— START OF DATA FOR THIS TASK —

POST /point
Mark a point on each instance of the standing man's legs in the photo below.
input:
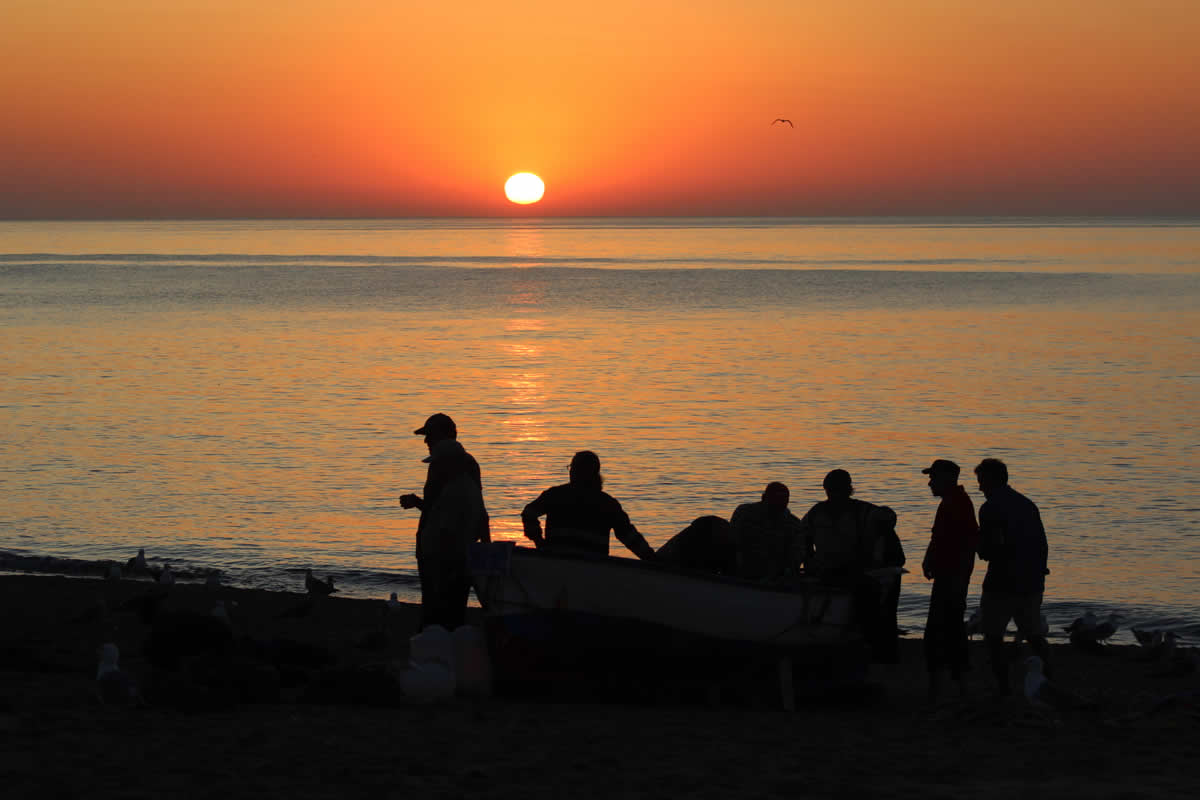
(946, 638)
(1027, 615)
(995, 608)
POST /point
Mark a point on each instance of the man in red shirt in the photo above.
(948, 563)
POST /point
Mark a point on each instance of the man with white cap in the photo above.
(453, 516)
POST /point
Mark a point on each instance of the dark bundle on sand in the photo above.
(293, 708)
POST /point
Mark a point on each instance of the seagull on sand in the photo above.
(973, 624)
(316, 587)
(113, 686)
(1042, 693)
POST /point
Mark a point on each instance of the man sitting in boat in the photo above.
(580, 515)
(843, 535)
(706, 545)
(767, 535)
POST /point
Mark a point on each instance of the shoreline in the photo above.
(60, 740)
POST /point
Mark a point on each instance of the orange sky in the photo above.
(233, 108)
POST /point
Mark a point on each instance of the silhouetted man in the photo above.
(706, 545)
(453, 516)
(948, 563)
(580, 515)
(843, 539)
(1013, 541)
(767, 535)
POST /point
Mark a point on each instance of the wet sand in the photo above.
(341, 729)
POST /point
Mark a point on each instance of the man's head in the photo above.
(436, 428)
(991, 474)
(838, 485)
(777, 495)
(943, 476)
(585, 469)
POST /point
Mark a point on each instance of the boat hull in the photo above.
(555, 615)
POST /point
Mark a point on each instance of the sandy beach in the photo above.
(340, 728)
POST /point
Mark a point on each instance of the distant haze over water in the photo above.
(241, 395)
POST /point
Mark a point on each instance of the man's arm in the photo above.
(529, 519)
(629, 535)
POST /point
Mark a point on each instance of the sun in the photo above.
(525, 188)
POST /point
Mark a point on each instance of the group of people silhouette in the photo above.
(840, 539)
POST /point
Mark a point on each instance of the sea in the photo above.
(240, 396)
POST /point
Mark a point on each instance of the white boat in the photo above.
(556, 612)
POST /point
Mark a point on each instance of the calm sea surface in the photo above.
(241, 395)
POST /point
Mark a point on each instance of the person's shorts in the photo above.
(1024, 608)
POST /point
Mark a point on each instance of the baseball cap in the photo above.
(942, 465)
(438, 423)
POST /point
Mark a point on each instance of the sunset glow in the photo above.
(372, 108)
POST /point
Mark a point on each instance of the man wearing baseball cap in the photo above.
(948, 563)
(453, 516)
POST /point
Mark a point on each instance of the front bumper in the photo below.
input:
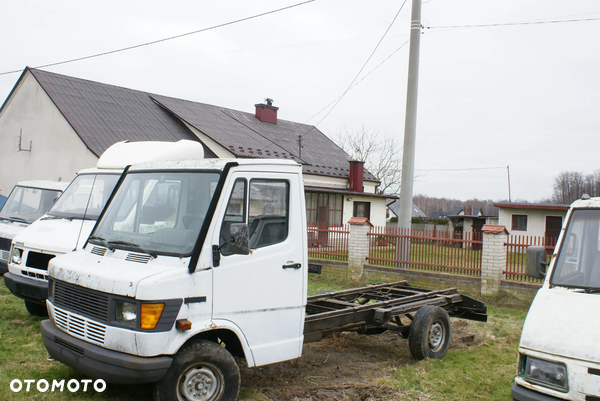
(26, 288)
(100, 363)
(523, 394)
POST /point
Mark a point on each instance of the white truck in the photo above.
(192, 263)
(68, 223)
(559, 350)
(26, 203)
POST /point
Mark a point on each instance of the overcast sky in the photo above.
(525, 96)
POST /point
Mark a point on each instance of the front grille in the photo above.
(5, 244)
(64, 344)
(38, 260)
(136, 257)
(84, 301)
(79, 326)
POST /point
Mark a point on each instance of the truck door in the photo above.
(263, 293)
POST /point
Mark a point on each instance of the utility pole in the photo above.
(410, 131)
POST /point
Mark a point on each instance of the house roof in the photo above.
(102, 114)
(394, 206)
(544, 206)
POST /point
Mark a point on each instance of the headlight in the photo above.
(546, 373)
(16, 255)
(126, 312)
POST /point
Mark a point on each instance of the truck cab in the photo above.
(559, 351)
(27, 202)
(68, 223)
(190, 264)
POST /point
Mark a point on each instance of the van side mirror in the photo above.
(536, 262)
(239, 238)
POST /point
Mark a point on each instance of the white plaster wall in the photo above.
(56, 150)
(536, 219)
(334, 183)
(377, 208)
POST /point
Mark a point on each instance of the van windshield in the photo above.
(157, 212)
(25, 204)
(578, 263)
(85, 197)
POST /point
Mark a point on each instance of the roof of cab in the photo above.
(43, 184)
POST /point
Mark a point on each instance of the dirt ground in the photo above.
(343, 368)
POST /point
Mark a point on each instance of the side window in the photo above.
(235, 213)
(269, 211)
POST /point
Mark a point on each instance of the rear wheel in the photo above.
(201, 371)
(36, 309)
(429, 333)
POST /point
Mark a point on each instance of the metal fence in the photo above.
(427, 250)
(516, 248)
(328, 243)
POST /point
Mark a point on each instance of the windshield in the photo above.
(157, 212)
(85, 197)
(578, 263)
(27, 204)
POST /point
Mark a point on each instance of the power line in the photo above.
(164, 39)
(364, 65)
(466, 169)
(512, 23)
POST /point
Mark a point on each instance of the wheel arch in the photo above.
(231, 338)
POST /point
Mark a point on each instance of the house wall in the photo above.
(536, 219)
(56, 150)
(377, 208)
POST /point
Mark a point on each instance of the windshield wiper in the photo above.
(100, 240)
(131, 244)
(17, 219)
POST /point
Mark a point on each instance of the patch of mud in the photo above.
(346, 367)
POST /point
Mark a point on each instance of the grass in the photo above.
(483, 372)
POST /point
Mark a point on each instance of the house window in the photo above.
(330, 204)
(362, 209)
(519, 222)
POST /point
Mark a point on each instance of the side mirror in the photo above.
(536, 262)
(239, 238)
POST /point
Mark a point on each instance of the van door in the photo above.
(263, 293)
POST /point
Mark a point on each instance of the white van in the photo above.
(559, 351)
(27, 202)
(67, 225)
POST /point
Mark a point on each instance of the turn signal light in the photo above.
(150, 315)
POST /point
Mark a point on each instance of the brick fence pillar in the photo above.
(358, 245)
(493, 258)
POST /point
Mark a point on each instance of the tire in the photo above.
(201, 371)
(429, 333)
(36, 309)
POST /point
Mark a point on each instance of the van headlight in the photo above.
(545, 373)
(126, 312)
(16, 256)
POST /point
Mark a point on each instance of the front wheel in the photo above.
(429, 333)
(201, 371)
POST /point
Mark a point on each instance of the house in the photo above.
(52, 126)
(536, 219)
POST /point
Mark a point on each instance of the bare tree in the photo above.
(381, 154)
(570, 185)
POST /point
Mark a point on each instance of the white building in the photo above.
(52, 126)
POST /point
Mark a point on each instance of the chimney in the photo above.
(356, 175)
(267, 113)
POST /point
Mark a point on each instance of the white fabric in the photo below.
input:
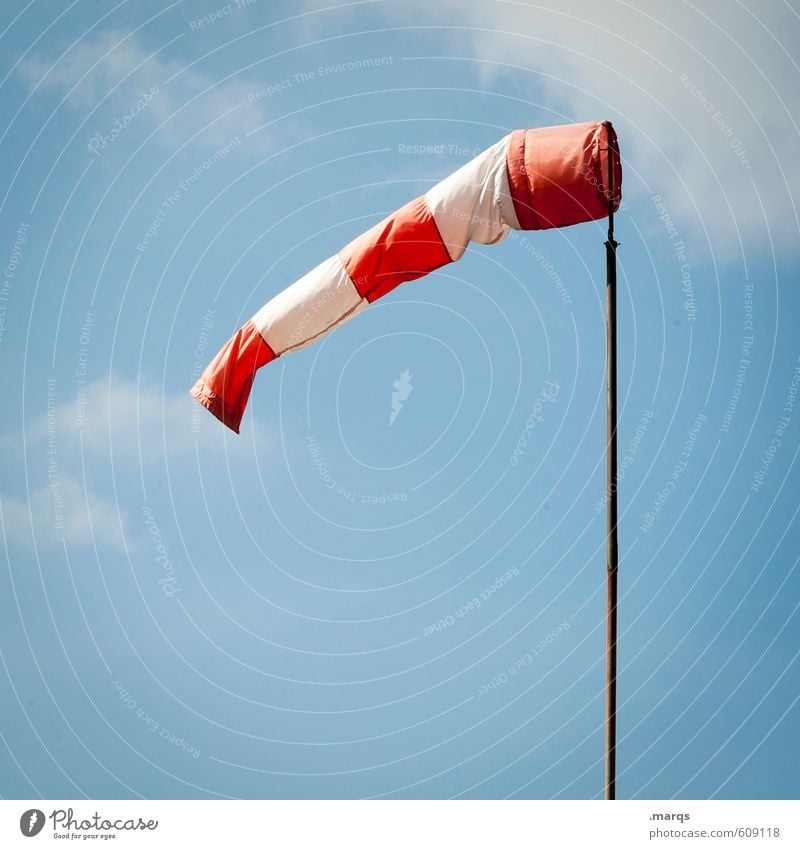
(474, 203)
(321, 300)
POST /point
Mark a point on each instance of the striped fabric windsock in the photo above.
(529, 180)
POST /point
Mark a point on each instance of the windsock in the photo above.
(529, 180)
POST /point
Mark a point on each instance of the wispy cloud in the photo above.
(704, 98)
(128, 83)
(63, 510)
(85, 456)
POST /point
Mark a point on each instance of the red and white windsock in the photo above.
(529, 180)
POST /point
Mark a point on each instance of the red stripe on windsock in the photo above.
(224, 387)
(557, 176)
(402, 247)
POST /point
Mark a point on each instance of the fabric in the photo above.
(529, 180)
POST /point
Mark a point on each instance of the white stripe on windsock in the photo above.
(474, 203)
(317, 303)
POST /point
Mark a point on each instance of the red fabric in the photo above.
(402, 247)
(558, 176)
(224, 386)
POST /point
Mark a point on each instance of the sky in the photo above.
(392, 583)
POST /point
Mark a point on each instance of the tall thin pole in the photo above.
(612, 549)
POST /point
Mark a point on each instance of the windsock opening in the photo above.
(558, 176)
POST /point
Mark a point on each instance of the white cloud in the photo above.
(116, 432)
(114, 68)
(122, 422)
(703, 99)
(63, 510)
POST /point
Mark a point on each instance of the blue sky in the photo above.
(334, 604)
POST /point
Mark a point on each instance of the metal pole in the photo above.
(612, 548)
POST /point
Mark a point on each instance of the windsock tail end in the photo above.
(224, 387)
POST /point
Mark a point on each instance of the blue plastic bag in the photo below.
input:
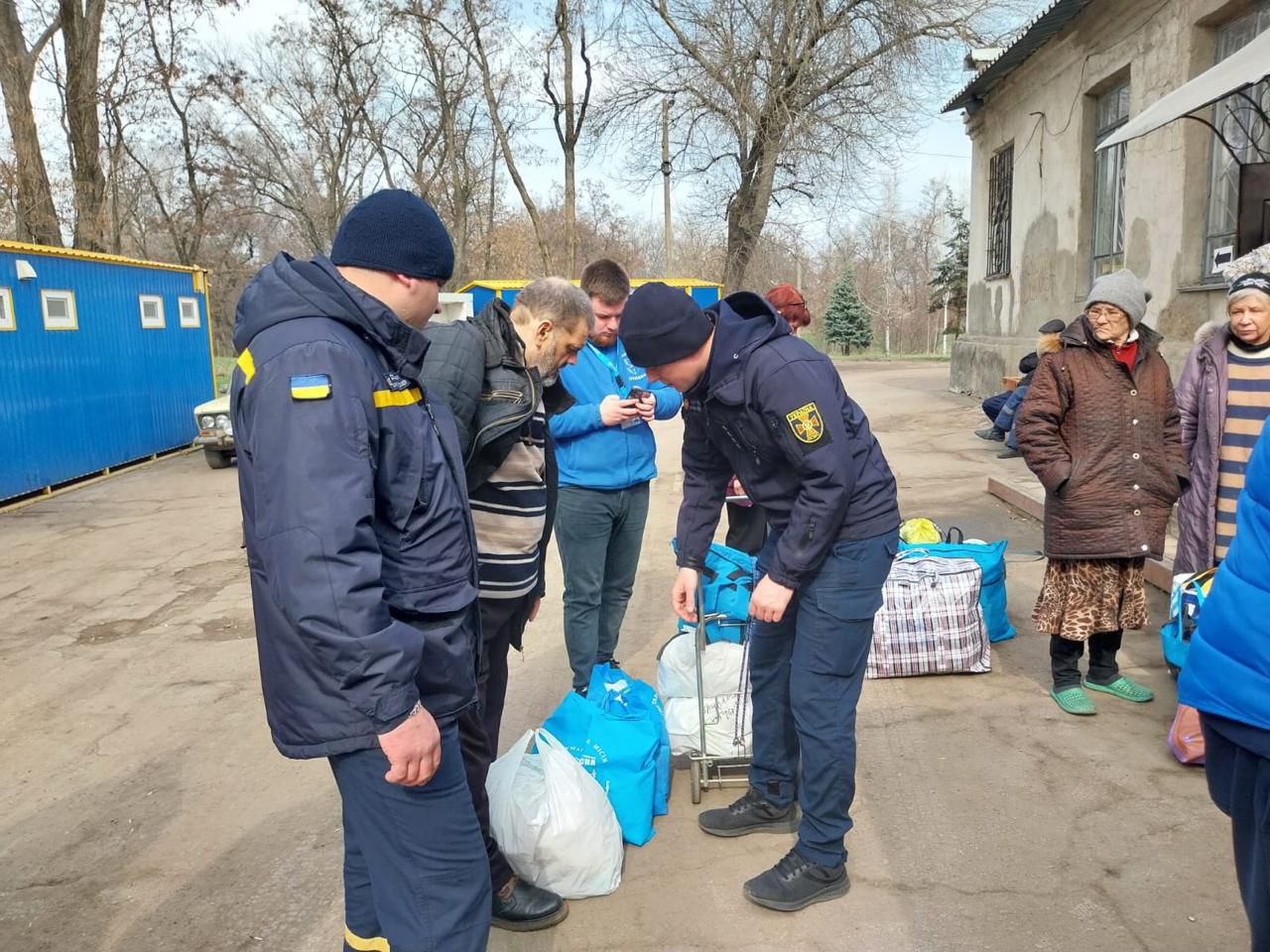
(991, 557)
(612, 684)
(728, 581)
(617, 740)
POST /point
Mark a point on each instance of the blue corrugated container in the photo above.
(102, 362)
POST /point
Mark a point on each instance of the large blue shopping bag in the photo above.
(611, 684)
(620, 744)
(991, 557)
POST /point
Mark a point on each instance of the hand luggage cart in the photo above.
(705, 771)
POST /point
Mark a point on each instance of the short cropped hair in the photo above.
(557, 299)
(606, 280)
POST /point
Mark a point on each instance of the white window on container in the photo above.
(1248, 136)
(151, 311)
(189, 311)
(59, 309)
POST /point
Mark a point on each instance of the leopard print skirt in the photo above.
(1080, 597)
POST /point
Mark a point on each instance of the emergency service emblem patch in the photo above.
(807, 422)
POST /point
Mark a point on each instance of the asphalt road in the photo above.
(143, 805)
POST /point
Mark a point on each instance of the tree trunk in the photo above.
(37, 217)
(81, 40)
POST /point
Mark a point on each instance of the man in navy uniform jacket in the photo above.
(363, 566)
(771, 409)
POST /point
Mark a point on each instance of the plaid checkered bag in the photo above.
(930, 621)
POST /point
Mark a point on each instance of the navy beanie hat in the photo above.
(661, 325)
(395, 231)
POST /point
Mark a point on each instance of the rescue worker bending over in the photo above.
(771, 409)
(363, 565)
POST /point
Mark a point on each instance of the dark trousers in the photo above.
(502, 621)
(806, 673)
(1065, 655)
(1005, 420)
(416, 878)
(598, 534)
(1238, 780)
(747, 527)
(993, 405)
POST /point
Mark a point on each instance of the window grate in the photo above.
(1001, 176)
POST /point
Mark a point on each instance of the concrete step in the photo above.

— END OF DATA FOR THIS TASK —

● EXERCISE GOAL: Return every line of the material that contains the word "wall", matching case exactly.

● THE OUTPUT:
Mark a point on each instance of the white plaster wall in the photo above.
Mark a point on each instance of the house wall in the photo above.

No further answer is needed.